Transcribe the listing below word for word but skip its images.

Start of Given records

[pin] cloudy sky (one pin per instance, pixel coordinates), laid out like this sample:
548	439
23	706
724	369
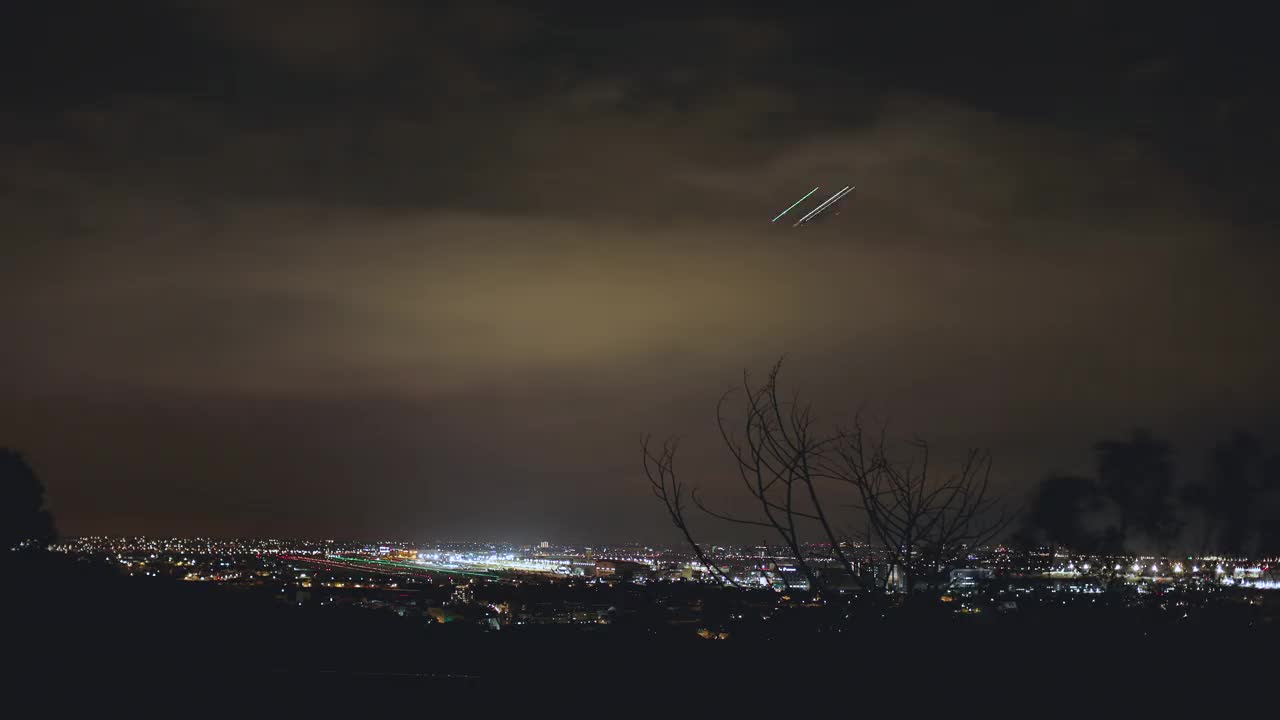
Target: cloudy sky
357	269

End of Given records

(Answer to this task):
[pin] cloudy sky (one pin per instance, pixel coordinates), laid out like this sample:
548	439
23	706
724	369
Target: cloudy sky
357	269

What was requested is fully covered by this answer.